**本文抜粋**
熊本県北東部にある市。2005年(平成17)、阿蘇郡一の宮町、阿蘇町、波野村(なみのそん)が合併、市制施行して成立。市の南境に阿蘇山と外輪山が連なり、市域は、その北麓の標高700~850メートルの緩傾斜面および阿蘇谷平坦地に展開し、阿蘇くじゅう国立公園の指定域。中央部をJR豊肥(ほうひ)本線と国道57号が横断、57号からは北へ向かってやまなみハイウェイ(主要地方道)、国道212号が、南へ向かって同265号が分岐する。阿蘇神社(阿蘇社)が鎮座する宮地(みやじ)は、交通の要所で市街地が発達、当市および阿蘇郡の行政・教育、商業の中心地となっている。

 中通(なかどおり)古墳群の被葬者は、のち阿蘇社を祭祀した在地有力者に繋がるとみられる。阿蘇社は健磐龍命を主神とする阿蘇十二神を祀り、健磐龍命の直系子孫を称する阿蘇氏(阿蘇大宮司家)が社家を主宰。11世紀後半には、阿蘇一郡を荘園化した山城安楽寿院(あんらくじゅいん)領阿蘇荘(阿蘇本社領)が成立し、阿蘇氏が社領を統轄する荘官も兼務した。その後阿蘇氏は未開地を開発して在地領主化。鎌倉時代、北条氏が阿蘇社領の預所職・地頭職を得るが、元弘の変の功績により、阿蘇氏が後醍醐天皇から阿蘇郡本社領一円支配を認められた。以後、阿蘇氏は肥後国の有力国人として在地武士らを率いて活動。しかし、戦国時代末期、島津氏の肥後国進出によって衰え、阿蘇社の祭祀も衰退した。近世、加藤清正が阿蘇氏に知行を与え、社家と祭祀を復活。その後熊本藩主となった細川氏も阿蘇社の祭祀興行を保証し、門前町の宮地町も繁栄。宮地の西方に位置する内牧(うちのまき)には天正期(1572~1592)に内牧城があり、阿蘇氏家臣の辺春(へばる)氏が在城した。同城は島津氏に攻められ落城、加藤清正の時に改修されたが、一国一城令で破却。のち城跡には御茶屋が建てられ、熊本藩主が参勤交代の時の宿泊所となる。内牧には会所が置かれ、在郷町が形成された。

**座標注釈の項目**
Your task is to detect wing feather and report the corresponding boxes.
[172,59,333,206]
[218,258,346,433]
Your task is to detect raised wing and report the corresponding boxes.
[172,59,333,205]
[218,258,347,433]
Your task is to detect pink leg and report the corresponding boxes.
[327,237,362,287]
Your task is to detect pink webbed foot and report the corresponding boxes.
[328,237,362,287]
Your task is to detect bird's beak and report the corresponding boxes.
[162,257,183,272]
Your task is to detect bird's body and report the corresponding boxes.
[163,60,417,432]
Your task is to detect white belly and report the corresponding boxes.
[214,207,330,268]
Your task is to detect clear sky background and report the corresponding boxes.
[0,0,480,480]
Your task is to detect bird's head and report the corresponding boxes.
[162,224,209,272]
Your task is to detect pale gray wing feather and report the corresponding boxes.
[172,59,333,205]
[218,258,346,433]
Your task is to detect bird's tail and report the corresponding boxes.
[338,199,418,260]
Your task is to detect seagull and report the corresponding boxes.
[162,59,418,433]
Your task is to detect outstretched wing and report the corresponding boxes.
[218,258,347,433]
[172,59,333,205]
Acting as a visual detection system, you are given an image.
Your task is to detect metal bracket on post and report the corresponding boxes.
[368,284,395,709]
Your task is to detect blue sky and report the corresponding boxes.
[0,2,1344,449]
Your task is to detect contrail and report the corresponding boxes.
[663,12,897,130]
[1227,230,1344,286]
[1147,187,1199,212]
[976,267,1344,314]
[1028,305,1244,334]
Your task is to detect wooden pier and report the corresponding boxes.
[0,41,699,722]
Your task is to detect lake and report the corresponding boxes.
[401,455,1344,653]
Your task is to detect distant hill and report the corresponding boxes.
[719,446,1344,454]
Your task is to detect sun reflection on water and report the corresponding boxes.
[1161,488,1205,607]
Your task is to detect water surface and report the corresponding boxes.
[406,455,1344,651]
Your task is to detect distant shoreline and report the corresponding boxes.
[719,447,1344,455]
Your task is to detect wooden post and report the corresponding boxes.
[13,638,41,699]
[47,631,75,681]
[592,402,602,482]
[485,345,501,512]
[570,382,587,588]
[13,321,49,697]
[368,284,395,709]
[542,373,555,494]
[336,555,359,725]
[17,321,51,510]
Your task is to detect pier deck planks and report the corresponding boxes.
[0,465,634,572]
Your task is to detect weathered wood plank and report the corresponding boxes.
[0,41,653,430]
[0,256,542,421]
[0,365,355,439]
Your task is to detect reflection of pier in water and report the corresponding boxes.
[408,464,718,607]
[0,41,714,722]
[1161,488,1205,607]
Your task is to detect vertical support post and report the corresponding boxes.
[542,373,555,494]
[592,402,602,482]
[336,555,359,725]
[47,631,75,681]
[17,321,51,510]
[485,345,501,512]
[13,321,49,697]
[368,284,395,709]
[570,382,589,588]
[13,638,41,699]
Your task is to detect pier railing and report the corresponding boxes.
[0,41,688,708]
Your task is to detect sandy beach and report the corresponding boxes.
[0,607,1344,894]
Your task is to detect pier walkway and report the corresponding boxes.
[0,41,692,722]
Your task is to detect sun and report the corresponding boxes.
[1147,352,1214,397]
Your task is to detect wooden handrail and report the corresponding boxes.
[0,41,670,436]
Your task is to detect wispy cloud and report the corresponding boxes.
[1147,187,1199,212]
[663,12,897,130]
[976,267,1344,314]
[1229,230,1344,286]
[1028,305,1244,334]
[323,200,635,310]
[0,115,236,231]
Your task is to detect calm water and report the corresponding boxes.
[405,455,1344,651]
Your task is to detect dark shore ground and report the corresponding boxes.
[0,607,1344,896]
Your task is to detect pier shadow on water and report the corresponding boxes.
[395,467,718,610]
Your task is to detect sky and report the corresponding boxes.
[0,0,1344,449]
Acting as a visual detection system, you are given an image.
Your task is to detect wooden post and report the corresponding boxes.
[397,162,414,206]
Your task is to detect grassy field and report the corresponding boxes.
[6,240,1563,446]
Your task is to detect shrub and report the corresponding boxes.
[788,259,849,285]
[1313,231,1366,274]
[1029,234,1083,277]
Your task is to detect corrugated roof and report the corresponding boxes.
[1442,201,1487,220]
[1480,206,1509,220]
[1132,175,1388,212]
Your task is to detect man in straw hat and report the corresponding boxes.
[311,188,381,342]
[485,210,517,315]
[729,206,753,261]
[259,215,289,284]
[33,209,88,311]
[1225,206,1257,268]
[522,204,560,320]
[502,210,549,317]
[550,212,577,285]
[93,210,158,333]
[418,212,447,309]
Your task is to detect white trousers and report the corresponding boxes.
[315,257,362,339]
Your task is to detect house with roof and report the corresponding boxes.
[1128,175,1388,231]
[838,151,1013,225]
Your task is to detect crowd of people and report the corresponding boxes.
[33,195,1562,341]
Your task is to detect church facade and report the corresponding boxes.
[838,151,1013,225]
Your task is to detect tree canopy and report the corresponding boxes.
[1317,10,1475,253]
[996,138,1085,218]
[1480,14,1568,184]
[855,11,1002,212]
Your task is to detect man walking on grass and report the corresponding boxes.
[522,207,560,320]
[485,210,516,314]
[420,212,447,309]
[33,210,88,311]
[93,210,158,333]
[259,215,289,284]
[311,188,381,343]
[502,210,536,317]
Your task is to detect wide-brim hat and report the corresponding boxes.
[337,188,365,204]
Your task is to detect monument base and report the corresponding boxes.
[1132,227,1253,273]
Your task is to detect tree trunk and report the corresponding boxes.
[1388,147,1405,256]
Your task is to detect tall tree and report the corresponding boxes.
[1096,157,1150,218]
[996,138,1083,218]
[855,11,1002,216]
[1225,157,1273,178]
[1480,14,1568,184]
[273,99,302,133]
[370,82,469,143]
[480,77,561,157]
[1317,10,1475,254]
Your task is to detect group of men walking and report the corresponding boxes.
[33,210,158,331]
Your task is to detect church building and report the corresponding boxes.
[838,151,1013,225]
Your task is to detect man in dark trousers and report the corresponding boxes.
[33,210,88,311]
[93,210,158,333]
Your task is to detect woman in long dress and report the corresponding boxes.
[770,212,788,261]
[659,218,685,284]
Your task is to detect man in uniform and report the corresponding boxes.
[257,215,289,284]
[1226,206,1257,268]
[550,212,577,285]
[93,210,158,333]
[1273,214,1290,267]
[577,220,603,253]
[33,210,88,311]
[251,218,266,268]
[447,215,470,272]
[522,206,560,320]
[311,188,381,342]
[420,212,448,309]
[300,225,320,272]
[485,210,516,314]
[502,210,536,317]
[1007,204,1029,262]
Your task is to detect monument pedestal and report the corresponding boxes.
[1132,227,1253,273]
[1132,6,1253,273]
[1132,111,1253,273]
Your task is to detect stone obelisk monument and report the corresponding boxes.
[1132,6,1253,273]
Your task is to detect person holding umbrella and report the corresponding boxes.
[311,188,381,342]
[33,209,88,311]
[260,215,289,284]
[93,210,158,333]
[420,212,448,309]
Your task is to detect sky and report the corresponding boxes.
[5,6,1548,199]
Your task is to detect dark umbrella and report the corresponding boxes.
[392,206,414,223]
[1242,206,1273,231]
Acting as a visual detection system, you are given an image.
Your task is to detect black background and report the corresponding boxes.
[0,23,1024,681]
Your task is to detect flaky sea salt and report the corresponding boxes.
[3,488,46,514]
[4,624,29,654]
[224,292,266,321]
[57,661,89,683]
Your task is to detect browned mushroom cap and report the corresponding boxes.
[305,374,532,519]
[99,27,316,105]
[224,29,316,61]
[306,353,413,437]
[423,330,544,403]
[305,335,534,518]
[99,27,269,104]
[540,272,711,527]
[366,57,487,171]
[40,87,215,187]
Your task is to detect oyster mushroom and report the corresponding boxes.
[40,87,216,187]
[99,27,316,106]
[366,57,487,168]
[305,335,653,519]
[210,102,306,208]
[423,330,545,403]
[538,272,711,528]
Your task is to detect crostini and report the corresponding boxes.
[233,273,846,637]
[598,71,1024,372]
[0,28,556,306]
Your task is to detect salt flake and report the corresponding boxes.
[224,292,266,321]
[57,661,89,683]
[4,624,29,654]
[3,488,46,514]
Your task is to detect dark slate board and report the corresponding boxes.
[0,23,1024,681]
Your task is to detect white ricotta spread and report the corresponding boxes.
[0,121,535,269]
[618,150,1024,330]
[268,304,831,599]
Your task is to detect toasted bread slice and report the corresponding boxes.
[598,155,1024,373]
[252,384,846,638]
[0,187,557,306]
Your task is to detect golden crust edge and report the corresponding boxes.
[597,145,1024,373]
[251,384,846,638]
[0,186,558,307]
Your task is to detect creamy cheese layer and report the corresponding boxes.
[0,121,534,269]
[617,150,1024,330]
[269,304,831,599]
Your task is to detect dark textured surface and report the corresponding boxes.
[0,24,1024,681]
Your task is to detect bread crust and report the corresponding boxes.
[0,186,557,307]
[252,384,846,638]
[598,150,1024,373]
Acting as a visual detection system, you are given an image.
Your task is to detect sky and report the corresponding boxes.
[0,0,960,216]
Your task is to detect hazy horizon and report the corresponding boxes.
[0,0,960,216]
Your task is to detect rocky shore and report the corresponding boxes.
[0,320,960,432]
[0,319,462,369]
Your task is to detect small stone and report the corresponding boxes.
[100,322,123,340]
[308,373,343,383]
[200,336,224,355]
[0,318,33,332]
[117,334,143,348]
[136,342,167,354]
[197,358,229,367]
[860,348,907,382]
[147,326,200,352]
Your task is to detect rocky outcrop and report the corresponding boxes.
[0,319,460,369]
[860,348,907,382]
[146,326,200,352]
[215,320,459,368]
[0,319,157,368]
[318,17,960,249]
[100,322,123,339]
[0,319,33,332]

**指示 1**
阿蘇市に関する本文を三文で要約してください。
**指示 2**
阿蘇市に関する本文を、最後の文の後から続けて書いてください。
これらの項目は本文とは関係がありません。

**結果 1**
阿蘇市は熊本県北東部にある市で、2005年に一の宮町、阿蘇町、波野村が合併して成立し、市域は阿蘇くじゅう国立公園の指定域になっている。阿蘇社は阿蘇十二神を祀り、社家を主宰する阿蘇氏が社領を統轄し、後醍醐天皇から阿蘇郡本社領の一円支配を認められたが、戦国時代末期に島津氏の肥後国進出によって衰えた。近世には加藤清正と細川氏のもとで祭祀が復活して門前町の宮地町が繁栄し、内牧には会所が置かれて在郷町が形成された。

**結果 2**
 阿蘇五岳をはじめ、世界最大級のカルデラや広大な草原など、豊かな自然に恵まれた県内最大の観光地で、観光産業が基幹産業。温泉センター、キャンプ場などの施設が多数あり、内牧地区は温泉街として阿蘇観光の基地となっている。観光のほか、平坦地では稲作、山間丘陵地では高冷地野菜の栽培、赤牛飼育などが行われている。阿蘇神社の神殿(3棟)、楼門などは国指定重要文化財。阿蘇神社とその北側に位置する国造神社(こくぞうじんじゃ)で行われる御田植神幸式などの神事は「阿蘇の農耕祭事」の名称で国指定重要無形民俗文化財。中江(なかえ)の荻(おぎ)神社の春秋例祭で奉納される中江の岩戸神楽(いわとかぐら)は国の選択無形民俗文化財。役犬原(やくいぬばる)の霜神社(霜宮)では、8月19日から2か月にわたって火焚殿で火焚乙女が火を燃やし続ける「火焚神事」が行われる。黒川(くろかわ)の西巌殿寺(さいがんでんじ)は、古くは比叡山延暦寺末で、盛時には36坊52庵の大寺院群が栄えたといい、数多くの文化財を保有する。面積376.30平方キロメートル(一部境界未定)、人口2万4930(2020)。

[編集部]

〔2016年熊本地震〕2016年の熊本地震では、4月16日1時25分の地震で震度6弱を観測、阿蘇神社の楼門、拝殿などが損壊するなど、大きな被害に見舞われた。この地震による市内の被害は、関連死を含め死者20名(うち、警察の検視によって確認された死者はない)、重傷者9名、住家全壊108棟、公共建物の損壊67棟にのぼり、罹災世帯数は977を数えている(平成30年5月11日『平成28(2016)年熊本地震等に係る被害状況について【第272報】』熊本県危機管理防災課ほか)。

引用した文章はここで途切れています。